(CBS Detroit) -- Kids are expensive. From diapers and daycare to clothes and college, the costs add up, and they add up fast. For parents who have lost jobs because of the pandemic, those costs become all the more burdensome given the loss of income. But new parents may be able to catch a break. Parents of children born in 2020 are eligible for stimulus payments covering their dependents, if they meet the income requirements.
The $2.2 trillion CARES Act, passed back in March, provided $1,200 stimulus payments for adults and $500 for dependents under the age of 17. The $900 billion second stimulus package, passed at the end of December, includes $600 payments for adults and $600 more for dependents.
Both stimulus payments are subject to income requirements that kick in above $75,000 in adjusted gross income for individuals, $112,500 for heads of household and $150,000 for married couples filing jointly. Above those amounts, the stimulus payment is reduced by $5 for every $100 of annual income until it phases out entirely. So an individual who earned $87,000 received $600 of the initial $1,200 stimulus but would receive $0 of the latest $600 stimulus. A married couple filing jointly who earned $174,000 received $1,200 of the initial $2,400 ($1,200 X 2), but would receive $0 of the latest $1,200 ($600 X 2).

* **ASSIGNMENT**
Transcribe the portion of the stimulus payment article that begins at the words "The $2.2 trillion" and stops after "($600 X 2).".

* **GIVEN INFORMATION**

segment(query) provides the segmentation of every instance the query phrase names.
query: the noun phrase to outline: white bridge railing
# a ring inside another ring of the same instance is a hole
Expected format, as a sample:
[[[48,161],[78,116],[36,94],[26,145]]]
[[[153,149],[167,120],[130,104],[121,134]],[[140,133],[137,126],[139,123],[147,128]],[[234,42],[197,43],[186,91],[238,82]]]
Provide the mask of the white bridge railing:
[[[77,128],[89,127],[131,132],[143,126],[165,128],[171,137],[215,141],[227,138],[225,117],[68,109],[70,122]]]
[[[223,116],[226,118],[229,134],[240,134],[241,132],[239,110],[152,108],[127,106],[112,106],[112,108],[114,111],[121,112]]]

* **RESULT OF THE TASK**
The $2.2 trillion CARES Act, passed back in March, provided $1,200 stimulus payments for adults and $500 for dependents under the age of 17. The $900 billion second stimulus package, passed at the end of December, includes $600 payments for adults and $600 more for dependents.
Both stimulus payments are subject to income requirements that kick in above $75,000 in adjusted gross income for individuals, $112,500 for heads of household and $150,000 for married couples filing jointly. Above those amounts, the stimulus payment is reduced by $5 for every $100 of annual income until it phases out entirely. So an individual who earned $87,000 received $600 of the initial $1,200 stimulus but would receive $0 of the latest $600 stimulus. A married couple filing jointly who earned $174,000 received $1,200 of the initial $2,400 ($1,200 X 2), but would receive $0 of the latest $1,200 ($600 X 2).